### Data entries
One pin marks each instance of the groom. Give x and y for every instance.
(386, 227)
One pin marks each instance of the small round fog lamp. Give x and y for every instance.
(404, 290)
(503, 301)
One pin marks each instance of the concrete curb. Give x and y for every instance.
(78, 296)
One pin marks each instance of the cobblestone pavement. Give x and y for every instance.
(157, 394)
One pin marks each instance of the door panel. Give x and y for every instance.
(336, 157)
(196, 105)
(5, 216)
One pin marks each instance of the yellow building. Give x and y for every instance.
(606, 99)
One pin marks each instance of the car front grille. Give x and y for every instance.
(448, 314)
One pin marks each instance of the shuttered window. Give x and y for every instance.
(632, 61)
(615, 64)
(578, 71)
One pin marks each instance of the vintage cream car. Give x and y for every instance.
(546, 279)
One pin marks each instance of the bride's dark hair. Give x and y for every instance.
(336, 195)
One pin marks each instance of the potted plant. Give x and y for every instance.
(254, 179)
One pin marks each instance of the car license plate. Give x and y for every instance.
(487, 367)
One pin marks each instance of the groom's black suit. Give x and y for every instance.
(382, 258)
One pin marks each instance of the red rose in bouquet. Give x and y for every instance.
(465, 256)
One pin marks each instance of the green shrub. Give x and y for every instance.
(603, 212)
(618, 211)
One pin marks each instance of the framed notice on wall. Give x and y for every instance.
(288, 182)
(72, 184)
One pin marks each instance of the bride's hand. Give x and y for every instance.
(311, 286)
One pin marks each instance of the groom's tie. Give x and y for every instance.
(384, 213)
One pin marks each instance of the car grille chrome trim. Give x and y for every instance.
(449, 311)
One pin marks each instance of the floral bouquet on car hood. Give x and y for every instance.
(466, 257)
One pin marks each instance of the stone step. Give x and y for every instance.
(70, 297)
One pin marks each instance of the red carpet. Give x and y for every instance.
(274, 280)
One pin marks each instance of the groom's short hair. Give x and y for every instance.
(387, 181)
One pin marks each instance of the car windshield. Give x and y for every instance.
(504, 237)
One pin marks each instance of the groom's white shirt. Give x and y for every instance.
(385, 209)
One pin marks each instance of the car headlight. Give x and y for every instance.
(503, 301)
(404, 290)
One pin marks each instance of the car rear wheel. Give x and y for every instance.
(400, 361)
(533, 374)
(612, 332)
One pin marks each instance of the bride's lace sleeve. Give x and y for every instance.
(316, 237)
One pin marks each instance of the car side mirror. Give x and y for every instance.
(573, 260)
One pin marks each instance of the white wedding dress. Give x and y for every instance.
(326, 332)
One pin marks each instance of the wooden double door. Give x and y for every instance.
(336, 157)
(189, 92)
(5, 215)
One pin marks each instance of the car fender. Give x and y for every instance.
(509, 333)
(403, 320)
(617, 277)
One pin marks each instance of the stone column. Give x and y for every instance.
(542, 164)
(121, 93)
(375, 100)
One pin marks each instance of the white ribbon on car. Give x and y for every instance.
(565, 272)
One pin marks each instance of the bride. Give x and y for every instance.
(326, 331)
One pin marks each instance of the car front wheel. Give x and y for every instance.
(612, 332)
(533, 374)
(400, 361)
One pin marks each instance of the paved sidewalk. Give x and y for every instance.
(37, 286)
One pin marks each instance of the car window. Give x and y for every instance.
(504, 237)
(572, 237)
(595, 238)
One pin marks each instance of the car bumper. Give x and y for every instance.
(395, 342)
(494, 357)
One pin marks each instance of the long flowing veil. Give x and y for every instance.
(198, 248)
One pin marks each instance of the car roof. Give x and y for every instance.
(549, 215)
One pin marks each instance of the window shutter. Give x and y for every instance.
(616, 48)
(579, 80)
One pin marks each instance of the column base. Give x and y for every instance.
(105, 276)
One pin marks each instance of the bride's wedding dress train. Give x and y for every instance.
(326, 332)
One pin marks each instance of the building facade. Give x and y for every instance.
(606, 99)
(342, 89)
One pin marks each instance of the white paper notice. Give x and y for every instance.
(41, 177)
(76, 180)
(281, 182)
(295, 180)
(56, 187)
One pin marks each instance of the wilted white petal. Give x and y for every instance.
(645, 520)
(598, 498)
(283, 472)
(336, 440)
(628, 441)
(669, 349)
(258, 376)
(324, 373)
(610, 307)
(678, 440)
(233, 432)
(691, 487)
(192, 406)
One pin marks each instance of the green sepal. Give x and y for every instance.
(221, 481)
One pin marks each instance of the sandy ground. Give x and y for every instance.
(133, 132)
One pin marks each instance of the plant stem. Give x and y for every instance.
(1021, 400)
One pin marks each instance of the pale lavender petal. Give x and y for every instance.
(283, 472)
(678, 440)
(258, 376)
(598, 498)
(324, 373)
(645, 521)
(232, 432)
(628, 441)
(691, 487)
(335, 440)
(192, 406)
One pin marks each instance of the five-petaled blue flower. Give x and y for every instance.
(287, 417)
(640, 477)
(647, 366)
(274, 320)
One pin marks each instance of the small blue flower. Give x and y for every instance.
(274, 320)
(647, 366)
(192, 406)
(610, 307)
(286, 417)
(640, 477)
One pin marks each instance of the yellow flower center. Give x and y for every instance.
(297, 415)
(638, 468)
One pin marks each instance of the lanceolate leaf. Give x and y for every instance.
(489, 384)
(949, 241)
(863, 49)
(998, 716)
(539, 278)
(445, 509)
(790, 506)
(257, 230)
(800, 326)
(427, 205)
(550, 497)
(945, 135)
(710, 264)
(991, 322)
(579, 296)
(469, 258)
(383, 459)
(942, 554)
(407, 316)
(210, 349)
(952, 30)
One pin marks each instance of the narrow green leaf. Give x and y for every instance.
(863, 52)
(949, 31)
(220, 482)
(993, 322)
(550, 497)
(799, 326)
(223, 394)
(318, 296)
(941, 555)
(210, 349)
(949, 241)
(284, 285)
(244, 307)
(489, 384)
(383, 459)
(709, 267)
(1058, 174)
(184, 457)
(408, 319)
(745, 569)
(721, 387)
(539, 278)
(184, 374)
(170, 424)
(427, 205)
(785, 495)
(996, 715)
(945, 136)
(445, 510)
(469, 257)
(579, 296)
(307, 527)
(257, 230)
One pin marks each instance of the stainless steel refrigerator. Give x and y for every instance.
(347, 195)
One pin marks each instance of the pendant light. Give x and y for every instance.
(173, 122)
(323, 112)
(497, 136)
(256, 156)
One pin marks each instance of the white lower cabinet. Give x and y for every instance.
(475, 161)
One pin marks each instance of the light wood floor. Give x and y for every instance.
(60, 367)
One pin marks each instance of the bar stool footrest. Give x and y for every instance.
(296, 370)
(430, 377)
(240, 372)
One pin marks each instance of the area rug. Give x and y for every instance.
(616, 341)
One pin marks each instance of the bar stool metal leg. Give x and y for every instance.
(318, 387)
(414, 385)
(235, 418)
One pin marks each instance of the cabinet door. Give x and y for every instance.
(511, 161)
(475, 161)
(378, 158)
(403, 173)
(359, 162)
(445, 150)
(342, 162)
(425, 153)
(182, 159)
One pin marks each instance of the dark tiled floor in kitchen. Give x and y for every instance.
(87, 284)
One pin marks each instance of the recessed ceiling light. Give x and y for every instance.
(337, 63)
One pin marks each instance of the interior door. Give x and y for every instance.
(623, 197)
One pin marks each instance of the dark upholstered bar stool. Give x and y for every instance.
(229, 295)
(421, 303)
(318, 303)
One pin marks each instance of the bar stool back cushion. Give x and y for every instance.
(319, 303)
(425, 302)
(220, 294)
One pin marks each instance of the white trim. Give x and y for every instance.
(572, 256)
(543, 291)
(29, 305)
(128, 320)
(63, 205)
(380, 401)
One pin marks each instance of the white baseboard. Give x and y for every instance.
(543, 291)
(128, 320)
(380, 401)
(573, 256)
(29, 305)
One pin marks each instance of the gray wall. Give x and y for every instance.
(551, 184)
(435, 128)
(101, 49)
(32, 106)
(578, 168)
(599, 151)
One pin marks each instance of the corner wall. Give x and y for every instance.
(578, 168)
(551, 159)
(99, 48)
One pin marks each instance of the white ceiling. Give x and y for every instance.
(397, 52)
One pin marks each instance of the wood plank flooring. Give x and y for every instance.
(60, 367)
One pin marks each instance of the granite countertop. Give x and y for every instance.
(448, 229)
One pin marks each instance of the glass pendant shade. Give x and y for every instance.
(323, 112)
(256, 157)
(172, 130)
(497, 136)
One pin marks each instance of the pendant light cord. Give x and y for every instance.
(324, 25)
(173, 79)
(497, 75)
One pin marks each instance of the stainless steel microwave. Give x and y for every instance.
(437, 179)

### Given exercise
Copy exactly the lines from the one containing "One pin marks each instance of the interior" through the last line of the records, both included, and nothing else.

### Result below
One pin marks each instance of the interior door. Give x and y for every instance.
(623, 197)
One pin marks each instance of the dark upholstered bar stool. Give x and y for every instance.
(229, 295)
(421, 303)
(318, 303)
One pin marks each instance of the bar stool back cushion. Give x and y for every instance.
(319, 303)
(425, 302)
(220, 294)
One pin marks each instance of the white trim. Give x and y for every instance.
(572, 256)
(543, 291)
(29, 305)
(128, 320)
(63, 205)
(380, 401)
One pin marks each instance of the white baseboard. Give x and y for every instance.
(543, 291)
(128, 320)
(380, 401)
(573, 256)
(29, 305)
One pin marks each instance of the gray wall. Give x and y for every instance.
(551, 184)
(435, 128)
(101, 49)
(32, 106)
(578, 168)
(599, 151)
One pin marks each instance of the corner wall. Give x and y for every instance.
(578, 168)
(551, 159)
(99, 48)
One pin marks each instance of the white ceiling. Give x and y for every instance.
(397, 52)
One pin marks each instance of the wood plank flooring. Give x and y for every instance.
(60, 367)
One pin marks each instance of the granite countertop. Give x and y for every instance.
(448, 229)
One pin marks each instance of the glass pendant shade. Give x and y for every instance.
(323, 112)
(256, 157)
(172, 130)
(497, 136)
One pin marks each instance of the pendant light cord. Give x and y for every instance.
(324, 25)
(173, 79)
(497, 75)
One pin marks each instance of the stainless steel microwave. Give x and y for every instance.
(437, 179)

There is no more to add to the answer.